_Quoted passage_.
The facade of tax service is now decorated with one of Hannah Arendt’s most famous quotes: ‘No one has the right to obey.’ The quote is written with LED lights and translated into three official languages of the region. That’s how the project’s authors, Michele Bernardi and Arnold Holzknecht, turned a fascist building into an anti-fascist one, without changing it. Neo-fascists are no longer gathering in front of the building: the quote left the supporters of authoritarian societies no chance to hide behind an I-was-just-taking-orders mask. At the same time, people didn’t want to demolish the buildings completely, and the experts responsible for solving the problem said that deconstruction will be followed by oblivion.
Bolzano’s case is unique. The most Mussolini-related place in Rome, the sports complex named The Italian Forum, remains untouched. Right in its center, there is an obelisk with engraved words “Mussolini Dux” — there was a plan to remove them, but public protests intervened. The Forum’s mosaics contain inscriptions about the dictator and the war in Ethiopia, illustrations of airplanes, bombs, and people with their hands raised in fascist greetings. Tucci says that no one intends to remove those elements: ‘They are treated as mosaics from Ancient Rome and are now being restored.’
Mussolini’s mosaics are treated as mosaics from Ancient Rome and are now being restored.

_Challenges_.
• A. List every person named in the passage on fascist-era buildings.
• B. Show each line of the entries below that contains the string "handle", matching case exactly.

Data records

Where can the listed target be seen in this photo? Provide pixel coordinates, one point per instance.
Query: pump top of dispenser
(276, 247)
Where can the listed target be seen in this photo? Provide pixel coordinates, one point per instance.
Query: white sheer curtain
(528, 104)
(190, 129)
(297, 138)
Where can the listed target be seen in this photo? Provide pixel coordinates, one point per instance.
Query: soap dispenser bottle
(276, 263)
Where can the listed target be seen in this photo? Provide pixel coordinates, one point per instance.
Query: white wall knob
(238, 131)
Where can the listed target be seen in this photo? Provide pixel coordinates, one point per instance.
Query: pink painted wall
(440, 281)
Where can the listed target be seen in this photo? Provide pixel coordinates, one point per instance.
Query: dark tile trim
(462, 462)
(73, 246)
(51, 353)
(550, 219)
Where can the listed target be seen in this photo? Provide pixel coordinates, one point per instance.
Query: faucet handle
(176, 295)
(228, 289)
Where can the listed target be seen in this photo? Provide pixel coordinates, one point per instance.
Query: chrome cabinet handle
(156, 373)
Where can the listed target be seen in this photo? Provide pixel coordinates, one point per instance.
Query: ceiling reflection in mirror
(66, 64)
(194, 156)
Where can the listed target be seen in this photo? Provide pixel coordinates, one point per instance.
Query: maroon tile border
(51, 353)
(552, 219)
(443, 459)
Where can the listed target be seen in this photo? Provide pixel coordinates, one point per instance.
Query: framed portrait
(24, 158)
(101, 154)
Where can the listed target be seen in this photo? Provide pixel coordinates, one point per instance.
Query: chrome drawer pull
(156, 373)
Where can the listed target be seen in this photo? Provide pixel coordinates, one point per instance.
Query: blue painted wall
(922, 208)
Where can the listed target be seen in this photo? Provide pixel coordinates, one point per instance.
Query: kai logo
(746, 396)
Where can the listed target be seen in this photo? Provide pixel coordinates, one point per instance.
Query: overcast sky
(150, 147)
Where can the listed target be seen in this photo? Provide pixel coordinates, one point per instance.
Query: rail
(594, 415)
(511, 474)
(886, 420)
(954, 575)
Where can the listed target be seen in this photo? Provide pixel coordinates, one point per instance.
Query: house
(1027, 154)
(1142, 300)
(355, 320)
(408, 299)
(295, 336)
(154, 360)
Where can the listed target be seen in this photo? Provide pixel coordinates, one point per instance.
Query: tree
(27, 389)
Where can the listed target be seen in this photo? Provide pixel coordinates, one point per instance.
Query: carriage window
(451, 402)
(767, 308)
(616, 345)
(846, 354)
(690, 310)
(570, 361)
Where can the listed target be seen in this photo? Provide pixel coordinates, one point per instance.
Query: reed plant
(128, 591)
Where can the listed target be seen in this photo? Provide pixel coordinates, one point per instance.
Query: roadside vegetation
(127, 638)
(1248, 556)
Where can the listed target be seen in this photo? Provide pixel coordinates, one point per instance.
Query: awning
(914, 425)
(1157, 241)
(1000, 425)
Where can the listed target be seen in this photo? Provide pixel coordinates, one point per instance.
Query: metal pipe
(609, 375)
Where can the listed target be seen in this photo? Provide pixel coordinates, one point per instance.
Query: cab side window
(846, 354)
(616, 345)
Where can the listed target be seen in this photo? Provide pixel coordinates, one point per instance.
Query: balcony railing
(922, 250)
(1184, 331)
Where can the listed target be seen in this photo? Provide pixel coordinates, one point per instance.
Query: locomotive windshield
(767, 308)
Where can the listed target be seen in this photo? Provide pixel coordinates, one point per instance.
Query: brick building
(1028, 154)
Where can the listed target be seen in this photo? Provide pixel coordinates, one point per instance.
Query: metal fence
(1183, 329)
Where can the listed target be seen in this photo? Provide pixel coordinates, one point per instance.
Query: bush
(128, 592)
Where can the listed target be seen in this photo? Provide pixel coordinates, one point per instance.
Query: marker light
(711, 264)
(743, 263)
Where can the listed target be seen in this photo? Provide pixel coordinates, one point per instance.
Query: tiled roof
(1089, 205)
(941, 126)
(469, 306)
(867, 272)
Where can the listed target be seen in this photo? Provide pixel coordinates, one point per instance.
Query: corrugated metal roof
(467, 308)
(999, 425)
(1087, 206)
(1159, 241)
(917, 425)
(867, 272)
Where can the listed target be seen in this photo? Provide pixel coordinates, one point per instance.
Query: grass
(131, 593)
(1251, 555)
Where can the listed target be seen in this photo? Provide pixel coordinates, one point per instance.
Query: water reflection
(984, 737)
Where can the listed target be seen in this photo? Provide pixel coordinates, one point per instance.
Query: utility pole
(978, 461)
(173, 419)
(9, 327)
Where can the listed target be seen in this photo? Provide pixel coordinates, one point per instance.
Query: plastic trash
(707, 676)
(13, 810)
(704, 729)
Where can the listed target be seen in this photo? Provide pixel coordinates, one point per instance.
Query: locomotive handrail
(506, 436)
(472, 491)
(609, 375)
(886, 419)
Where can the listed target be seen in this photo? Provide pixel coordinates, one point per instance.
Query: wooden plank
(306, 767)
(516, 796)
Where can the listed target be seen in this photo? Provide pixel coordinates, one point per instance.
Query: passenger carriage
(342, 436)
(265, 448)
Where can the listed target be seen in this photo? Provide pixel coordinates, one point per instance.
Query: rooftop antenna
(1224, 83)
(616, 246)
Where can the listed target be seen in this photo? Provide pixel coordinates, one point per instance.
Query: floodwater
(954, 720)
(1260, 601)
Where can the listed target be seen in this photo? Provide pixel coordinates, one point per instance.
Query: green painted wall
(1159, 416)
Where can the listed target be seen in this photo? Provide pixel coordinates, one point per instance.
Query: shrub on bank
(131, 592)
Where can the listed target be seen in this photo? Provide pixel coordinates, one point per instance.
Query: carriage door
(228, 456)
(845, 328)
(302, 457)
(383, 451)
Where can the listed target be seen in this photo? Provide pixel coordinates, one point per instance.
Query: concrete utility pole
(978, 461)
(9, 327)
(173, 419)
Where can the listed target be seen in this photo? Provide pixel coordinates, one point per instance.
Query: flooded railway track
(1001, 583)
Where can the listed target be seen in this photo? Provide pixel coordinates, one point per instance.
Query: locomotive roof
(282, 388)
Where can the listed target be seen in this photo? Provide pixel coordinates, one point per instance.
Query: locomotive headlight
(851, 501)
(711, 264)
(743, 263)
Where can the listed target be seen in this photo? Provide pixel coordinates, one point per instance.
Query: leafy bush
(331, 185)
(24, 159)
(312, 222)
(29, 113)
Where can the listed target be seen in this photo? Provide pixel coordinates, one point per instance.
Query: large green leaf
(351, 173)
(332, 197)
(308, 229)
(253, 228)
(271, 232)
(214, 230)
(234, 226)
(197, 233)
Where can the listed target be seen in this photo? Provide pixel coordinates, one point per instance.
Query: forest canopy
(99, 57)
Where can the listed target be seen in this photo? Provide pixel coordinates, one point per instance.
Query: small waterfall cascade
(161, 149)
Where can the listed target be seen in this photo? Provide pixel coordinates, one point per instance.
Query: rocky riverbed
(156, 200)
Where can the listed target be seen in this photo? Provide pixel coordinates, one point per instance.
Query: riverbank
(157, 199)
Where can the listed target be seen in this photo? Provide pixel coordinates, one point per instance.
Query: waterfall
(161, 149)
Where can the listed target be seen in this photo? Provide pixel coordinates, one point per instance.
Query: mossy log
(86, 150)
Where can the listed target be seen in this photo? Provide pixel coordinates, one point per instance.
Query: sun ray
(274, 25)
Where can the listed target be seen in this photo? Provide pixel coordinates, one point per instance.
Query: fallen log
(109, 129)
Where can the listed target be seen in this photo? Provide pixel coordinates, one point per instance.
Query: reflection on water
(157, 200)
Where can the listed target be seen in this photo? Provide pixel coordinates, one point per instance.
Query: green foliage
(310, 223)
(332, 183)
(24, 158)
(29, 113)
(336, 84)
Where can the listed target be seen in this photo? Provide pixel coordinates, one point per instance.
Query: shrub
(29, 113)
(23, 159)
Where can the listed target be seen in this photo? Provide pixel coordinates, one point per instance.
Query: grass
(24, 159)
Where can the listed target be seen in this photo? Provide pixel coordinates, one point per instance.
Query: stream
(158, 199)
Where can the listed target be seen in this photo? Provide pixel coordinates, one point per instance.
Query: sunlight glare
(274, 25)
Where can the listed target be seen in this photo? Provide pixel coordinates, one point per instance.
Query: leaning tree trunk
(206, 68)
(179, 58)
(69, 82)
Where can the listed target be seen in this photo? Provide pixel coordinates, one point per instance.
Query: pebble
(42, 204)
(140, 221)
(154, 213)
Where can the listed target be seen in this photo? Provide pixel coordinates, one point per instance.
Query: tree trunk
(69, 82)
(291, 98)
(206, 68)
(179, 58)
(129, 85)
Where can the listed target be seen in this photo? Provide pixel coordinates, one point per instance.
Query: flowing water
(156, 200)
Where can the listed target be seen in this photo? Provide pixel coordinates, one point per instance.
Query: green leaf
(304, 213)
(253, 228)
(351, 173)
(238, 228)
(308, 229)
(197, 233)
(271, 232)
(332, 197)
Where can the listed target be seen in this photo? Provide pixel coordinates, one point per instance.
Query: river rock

_Task-by-task outputs_.
• A.
- Hannah Arendt
- Michele Bernardi
- Arnold Holzknecht
- Mussolini
- Tucci

• B.
Query: faucet handle
Query: chrome cabinet handle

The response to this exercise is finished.